Urteilsauszug =
1. Der Schuldspruch wegen versuchter gefährlicher Körperverletzung im Fall II. 1 der Urteilsgründe hat keinen Bestand, weil die Feststellungen und die die ihnen zugrunde liegenden Beweiserwägungen die Annahme eines fehlgeschlagenen Versuchs nicht tragen.

a) Ein Versuch ist fehlgeschlagen, wenn die Tat nach dem Misslingen des zunächst vorgestellten Tatablaufs mit den bereits eingesetzten oder anderen naheliegenden Mitteln objektiv nicht mehr vollendet werden kann und der Täter dies erkennt, oder wenn er subjektiv die Vollendung der Tat nicht mehr für möglich hält (vgl. BGH, Beschluss vom 22. August 2017 – 3 StR 299/17, NStZ-RR 2017, 335). Bei einem mehraktigen Geschehen ist der Rücktritt vom Versuch hinsichtlich eines Einzelakts ausgeschlossen, wenn dieser Einzelakt bereits als fehlgeschlagener Versuch zu werten ist (BGH, Beschlüsse vom 8. Oktober 2008 – 4 StR 233/07, NStZ 2009, 628; vom 4. Juni 2014 – 4 StR 168/14). Sind die Einzelakte untereinander und mit der letzten Tathandlung durch die subjektive Zielsetzung des Angeklagten zu einem einheitlichen Geschehen verbunden, kommt es für die Beurteilung der Frage, ob ein fehlgeschlagener Versuch vorliegt, allein auf die subjektive Sicht des Angeklagten nach Abschluss der letzten Ausführungshandlung an (BGH, Urteile vom 17. Februar 2016 – 2 StR 213/15, NStZ 2017, 149, 151; vom 8. Februar 2007 – 3 StR 470/06, NStZ 2007, 399; zu den Konkurrenzen siehe auch BGH, Urteil vom 30. November 1995 – 5 StR 465/95, BGHSt 41, 368, 369).

b) Gemessen hieran ist ein fehlgeschlagener Versuch der gefährlichen Körperverletzung (§§ 224 Abs. 1 Nr. 2, 22 StGB) nicht tragfähig belegt.

Aufgaben =
**1.** Aus welchem Grund hat laut dem Urteilsauszug der Schuldspruch wegen versuchter gefährlicher Körperverletzung im Fall II. 1 der Urteilsgründe keinen Bestand? Antworte in einem bis drei Sätzen.
**2.** Schreibe den Urteilsauszug zum fehlgeschlagenen Versuch im Anschluss an seinen letzten Satz weiter.

Auszüge aus Daten zur Punktannotation =
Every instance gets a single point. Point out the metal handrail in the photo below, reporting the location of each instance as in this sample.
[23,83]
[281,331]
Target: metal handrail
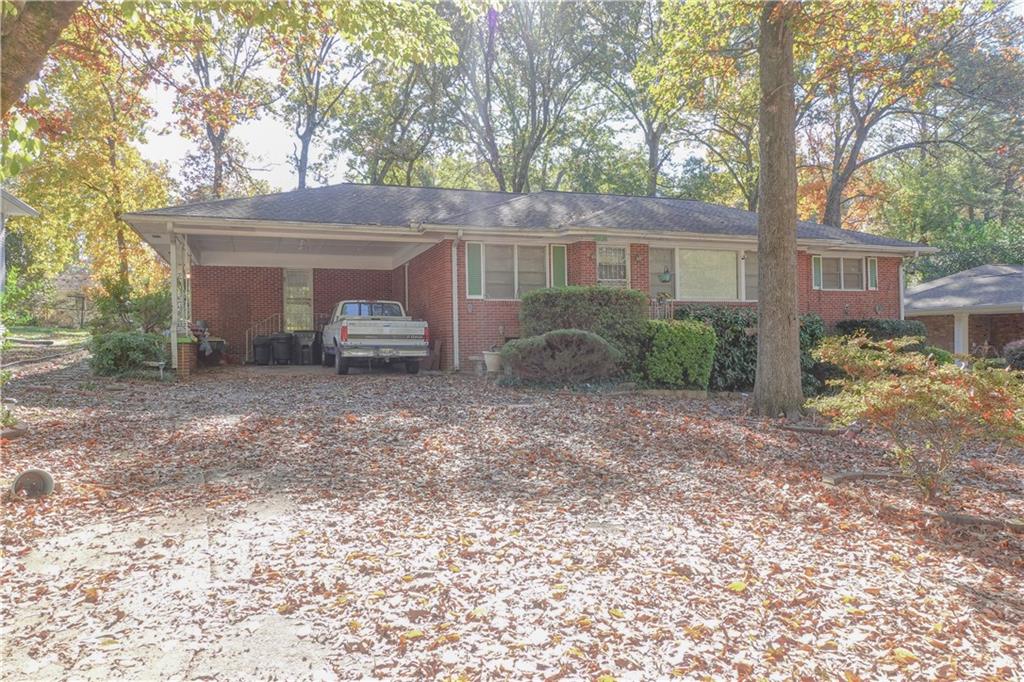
[270,325]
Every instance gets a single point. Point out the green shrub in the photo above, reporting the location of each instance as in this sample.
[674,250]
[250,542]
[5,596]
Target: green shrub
[120,309]
[617,315]
[880,330]
[932,413]
[680,353]
[119,352]
[561,356]
[940,355]
[1014,354]
[736,351]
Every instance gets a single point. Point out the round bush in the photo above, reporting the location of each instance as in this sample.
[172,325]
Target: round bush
[118,352]
[1014,354]
[617,315]
[561,356]
[680,354]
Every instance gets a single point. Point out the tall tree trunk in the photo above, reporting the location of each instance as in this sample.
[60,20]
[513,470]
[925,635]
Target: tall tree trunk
[303,160]
[653,139]
[776,386]
[834,205]
[26,40]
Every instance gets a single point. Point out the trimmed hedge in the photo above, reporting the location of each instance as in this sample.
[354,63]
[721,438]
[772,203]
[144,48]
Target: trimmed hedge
[119,352]
[1014,354]
[680,353]
[617,315]
[881,330]
[561,356]
[736,353]
[940,355]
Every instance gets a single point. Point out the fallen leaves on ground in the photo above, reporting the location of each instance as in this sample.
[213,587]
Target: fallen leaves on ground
[261,522]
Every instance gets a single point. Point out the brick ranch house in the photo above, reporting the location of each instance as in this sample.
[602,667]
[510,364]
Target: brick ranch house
[975,308]
[461,259]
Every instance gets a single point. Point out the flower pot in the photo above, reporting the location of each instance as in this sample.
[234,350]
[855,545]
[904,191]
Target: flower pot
[493,360]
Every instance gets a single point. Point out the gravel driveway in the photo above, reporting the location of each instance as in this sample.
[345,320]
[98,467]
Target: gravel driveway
[275,524]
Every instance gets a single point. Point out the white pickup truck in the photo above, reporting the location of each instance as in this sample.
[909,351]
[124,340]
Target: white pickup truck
[374,330]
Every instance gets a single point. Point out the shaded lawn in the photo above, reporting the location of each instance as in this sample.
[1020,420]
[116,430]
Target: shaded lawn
[251,524]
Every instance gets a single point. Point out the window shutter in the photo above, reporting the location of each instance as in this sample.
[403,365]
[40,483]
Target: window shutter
[559,275]
[474,269]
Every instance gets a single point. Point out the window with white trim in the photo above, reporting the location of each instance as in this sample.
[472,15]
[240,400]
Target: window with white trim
[612,268]
[841,273]
[708,275]
[505,270]
[298,300]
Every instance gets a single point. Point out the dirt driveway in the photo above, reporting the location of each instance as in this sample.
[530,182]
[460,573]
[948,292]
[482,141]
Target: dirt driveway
[303,525]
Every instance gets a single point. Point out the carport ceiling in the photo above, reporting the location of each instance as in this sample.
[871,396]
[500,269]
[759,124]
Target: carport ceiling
[284,252]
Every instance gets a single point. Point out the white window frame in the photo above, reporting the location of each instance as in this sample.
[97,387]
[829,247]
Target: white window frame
[871,261]
[515,268]
[284,295]
[738,276]
[842,274]
[597,264]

Antworten je Aufgabe =
**1.** Der Schuldspruch hat keinen Bestand, weil die Feststellungen die Annahme eines fehlgeschlagenen Versuchs nicht tragen. Dasselbe gilt für die ihnen zugrunde liegenden Beweiserwägungen.

**2.**
Nach den Feststellungen setzte der Angeklagte im Verlaufe einer zunächst verbal geführten Auseinandersetzung mit dem Geschädigten Pfefferspray ein und sprühte damit in Richtung des Geschädigten, um ihm erhebliche Schmerzen an den Augen zuzufügen; dabei verfehlte er ihn.

Feststellungen zum Vorstellungsbild des Angeklagten unmittelbar nach dem erfolglos gebliebenen Einsatz des Pfeffersprays fehlen. Auch dem Gesamtzusammenhang der Urteilsgründe lässt sich hierzu nichts entnehmen. Vielmehr sprechen die Feststellungen zum weiteren Geschehensablauf eher gegen die Annahme, der Angeklagte könne subjektiv die Vollendung der Tat nicht mehr für möglich gehalten haben. Nach dem erfolglos gebliebenen Einsatz des Pfeffersprays hatte der Geschädigte nunmehr seinerseits Pfefferspray gegen den Angeklagten eingesetzt; daraufhin hatte der Angeklagte ein Klappmesser gezogen und den fliehenden Geschädigten „mit dem Pfefferspray in der einen und dem Messer in der anderen Hand“ verfolgt. Diese Geschehnisse hätten der Erörterung und Würdigung bedurft.

2. Auch der Schuldspruch wegen versuchten Totschlags im Fall II. 2 der Urteilsgründe hat keinen Bestand.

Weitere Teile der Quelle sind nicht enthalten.